- GIVEN EXERCISE A:
Output the passage of the essay on alcohol, starting with "That was one" and going on through "at the time.", copying it exactly.

- PASSAGE PROVIDED:
■ ■ ■

Under the Influence
By David Feddes
I awoke to the sound of someone pounding on the door. It was 4 o’clock in the morning. I was a college student at the time, living with several other guys. The banging at our door continued until someone finally got up and opened it. A voice spoke in urgent tones. There had been a terrible car accident. Three young men had been killed. College officials found out that my roommate had once been the resident assistant in their dorm and knew them. Since their families lived far away, could he please be the one to go and identify the bodies for law enforcement officials? My roommate did his grim duty. It turned out that the three victims had been out drinking at a nearby bar. The young man who was driving had been under the influence of alcohol.
That was one of my first brushes with the deadly power of alcohol, but it wasn’t the last. Someone I knew was arrested for armed robbery. He did it while he was drunk. Another person I knew was charged with raping his best friend’s girlfriend. The rape charge didn’t stick because the jury was not convinced beyond reasonable doubt that the young woman was unwilling. But it was beyond reasonable doubt that sexual sin had occurred and that the man and woman were both drunk at the time.

■ ■ ■

- RECORDS PROVIDED:
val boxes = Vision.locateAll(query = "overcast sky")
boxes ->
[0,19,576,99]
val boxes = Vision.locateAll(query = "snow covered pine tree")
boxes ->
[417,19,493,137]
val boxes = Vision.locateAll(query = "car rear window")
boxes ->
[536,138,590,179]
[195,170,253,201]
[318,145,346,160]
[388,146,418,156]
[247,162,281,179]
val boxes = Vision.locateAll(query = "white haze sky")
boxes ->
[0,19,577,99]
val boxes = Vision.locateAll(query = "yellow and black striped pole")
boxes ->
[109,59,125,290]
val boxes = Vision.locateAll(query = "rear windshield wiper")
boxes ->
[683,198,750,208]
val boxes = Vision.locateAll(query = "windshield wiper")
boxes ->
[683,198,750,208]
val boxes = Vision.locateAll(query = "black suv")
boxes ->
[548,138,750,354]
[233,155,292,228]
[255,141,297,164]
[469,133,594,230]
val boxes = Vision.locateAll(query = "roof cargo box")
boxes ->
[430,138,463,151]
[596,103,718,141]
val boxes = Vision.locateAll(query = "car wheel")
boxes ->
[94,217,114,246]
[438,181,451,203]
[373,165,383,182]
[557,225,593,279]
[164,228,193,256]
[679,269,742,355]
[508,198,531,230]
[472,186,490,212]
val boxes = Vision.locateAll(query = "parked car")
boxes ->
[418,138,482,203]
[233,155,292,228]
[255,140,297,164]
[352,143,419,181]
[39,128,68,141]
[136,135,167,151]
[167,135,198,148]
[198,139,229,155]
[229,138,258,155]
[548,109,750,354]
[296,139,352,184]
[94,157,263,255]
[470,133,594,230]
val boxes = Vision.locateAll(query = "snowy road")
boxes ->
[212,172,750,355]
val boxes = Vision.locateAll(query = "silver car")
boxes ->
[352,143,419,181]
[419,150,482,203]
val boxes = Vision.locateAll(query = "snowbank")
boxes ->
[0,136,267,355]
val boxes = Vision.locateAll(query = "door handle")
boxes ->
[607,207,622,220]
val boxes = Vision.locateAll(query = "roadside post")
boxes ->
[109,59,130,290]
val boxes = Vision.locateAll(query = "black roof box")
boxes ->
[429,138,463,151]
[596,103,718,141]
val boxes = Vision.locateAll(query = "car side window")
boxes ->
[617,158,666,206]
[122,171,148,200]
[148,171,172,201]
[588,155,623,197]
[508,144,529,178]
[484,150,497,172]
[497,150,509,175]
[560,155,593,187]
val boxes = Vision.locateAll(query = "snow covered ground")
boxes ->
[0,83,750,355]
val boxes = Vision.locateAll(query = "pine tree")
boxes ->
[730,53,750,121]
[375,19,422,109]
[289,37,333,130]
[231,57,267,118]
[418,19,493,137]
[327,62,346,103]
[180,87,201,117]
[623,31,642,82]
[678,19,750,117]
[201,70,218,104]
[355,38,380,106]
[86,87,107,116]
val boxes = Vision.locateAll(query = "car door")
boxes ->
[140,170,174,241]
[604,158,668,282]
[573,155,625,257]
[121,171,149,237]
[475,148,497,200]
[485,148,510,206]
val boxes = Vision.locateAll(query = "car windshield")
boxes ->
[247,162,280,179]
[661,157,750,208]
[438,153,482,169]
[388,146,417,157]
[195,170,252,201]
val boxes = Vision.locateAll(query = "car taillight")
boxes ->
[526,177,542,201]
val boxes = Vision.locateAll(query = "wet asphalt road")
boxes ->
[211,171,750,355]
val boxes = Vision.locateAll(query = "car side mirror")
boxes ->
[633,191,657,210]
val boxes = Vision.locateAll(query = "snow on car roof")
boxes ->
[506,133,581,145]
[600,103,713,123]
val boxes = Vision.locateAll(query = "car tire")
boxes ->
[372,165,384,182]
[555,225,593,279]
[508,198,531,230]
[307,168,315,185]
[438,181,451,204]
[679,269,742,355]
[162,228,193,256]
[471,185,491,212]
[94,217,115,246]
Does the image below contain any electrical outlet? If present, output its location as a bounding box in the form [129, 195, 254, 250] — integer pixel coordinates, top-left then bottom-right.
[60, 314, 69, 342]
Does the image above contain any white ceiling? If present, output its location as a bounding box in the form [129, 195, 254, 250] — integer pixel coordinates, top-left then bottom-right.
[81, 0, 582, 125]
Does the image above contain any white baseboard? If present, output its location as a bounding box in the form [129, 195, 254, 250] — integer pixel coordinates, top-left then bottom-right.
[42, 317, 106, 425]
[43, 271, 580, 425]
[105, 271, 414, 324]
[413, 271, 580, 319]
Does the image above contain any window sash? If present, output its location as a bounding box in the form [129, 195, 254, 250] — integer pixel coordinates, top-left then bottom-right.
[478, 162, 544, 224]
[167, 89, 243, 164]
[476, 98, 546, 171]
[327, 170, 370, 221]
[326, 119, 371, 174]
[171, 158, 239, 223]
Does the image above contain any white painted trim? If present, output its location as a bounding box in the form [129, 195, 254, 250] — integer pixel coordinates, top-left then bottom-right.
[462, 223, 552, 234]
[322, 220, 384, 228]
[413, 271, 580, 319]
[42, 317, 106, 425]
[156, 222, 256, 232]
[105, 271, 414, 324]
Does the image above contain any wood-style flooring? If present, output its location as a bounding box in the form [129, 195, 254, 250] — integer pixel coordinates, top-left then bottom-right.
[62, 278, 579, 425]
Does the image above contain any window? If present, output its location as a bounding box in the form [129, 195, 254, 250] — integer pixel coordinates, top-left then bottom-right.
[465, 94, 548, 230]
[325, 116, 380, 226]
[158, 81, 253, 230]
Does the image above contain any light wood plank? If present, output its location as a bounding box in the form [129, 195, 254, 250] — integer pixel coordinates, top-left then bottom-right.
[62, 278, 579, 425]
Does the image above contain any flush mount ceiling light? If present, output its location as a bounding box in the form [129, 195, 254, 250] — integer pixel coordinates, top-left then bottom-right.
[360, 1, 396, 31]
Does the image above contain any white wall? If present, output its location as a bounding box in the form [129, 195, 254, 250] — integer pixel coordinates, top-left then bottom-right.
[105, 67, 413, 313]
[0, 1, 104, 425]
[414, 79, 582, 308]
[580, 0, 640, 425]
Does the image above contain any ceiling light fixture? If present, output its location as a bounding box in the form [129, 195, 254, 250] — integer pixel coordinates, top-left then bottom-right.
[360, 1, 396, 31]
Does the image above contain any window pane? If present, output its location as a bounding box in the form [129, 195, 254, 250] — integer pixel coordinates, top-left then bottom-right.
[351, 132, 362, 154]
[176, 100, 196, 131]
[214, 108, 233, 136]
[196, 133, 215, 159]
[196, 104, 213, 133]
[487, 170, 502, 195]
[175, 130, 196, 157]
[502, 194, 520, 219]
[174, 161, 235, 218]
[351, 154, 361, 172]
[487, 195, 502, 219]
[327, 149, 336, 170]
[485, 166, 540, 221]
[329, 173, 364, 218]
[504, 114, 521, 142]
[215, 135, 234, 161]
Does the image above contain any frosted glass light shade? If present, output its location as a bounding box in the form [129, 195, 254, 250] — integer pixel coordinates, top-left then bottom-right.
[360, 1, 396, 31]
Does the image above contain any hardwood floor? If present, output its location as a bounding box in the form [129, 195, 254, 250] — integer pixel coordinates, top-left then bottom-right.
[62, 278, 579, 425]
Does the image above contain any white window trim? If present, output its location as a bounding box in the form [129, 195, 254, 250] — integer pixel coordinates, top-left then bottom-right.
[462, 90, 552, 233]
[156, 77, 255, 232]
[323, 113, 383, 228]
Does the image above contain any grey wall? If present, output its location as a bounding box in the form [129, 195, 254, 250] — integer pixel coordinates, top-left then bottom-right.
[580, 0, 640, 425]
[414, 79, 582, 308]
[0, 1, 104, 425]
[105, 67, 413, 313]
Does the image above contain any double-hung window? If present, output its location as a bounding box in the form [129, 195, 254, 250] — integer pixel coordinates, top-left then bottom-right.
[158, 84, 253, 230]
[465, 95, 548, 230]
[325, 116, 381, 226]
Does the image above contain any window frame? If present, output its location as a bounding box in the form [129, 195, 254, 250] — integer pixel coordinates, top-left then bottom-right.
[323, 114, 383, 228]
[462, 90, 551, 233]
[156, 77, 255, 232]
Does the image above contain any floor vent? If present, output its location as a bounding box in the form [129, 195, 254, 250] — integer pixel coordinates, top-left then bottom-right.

■ ■ ■

- GIVEN EXERCISE B:
Rename "boxes" to "regions" in the records, starting with the first line of the records and going on through the line with "[469,133,594,230]", leaving everything else unchanged, and return only those lines.

- EXERCISE ANSWER A:
That was one of my first brushes with the deadly power of alcohol, but it wasn’t the last. Someone I knew was arrested for armed robbery. He did it while he was drunk. Another person I knew was charged with raping his best friend’s girlfriend. The rape charge didn’t stick because the jury was not convinced beyond reasonable doubt that the young woman was unwilling. But it was beyond reasonable doubt that sexual sin had occurred and that the man and woman were both drunk at the time.

- EXERCISE ANSWER B:
val regions = Vision.locateAll(query = "overcast sky")
regions ->
[0,19,576,99]
val regions = Vision.locateAll(query = "snow covered pine tree")
regions ->
[417,19,493,137]
val regions = Vision.locateAll(query = "car rear window")
regions ->
[536,138,590,179]
[195,170,253,201]
[318,145,346,160]
[388,146,418,156]
[247,162,281,179]
val regions = Vision.locateAll(query = "white haze sky")
regions ->
[0,19,577,99]
val regions = Vision.locateAll(query = "yellow and black striped pole")
regions ->
[109,59,125,290]
val regions = Vision.locateAll(query = "rear windshield wiper")
regions ->
[683,198,750,208]
val regions = Vision.locateAll(query = "windshield wiper")
regions ->
[683,198,750,208]
val regions = Vision.locateAll(query = "black suv")
regions ->
[548,138,750,354]
[233,155,292,228]
[255,141,297,164]
[469,133,594,230]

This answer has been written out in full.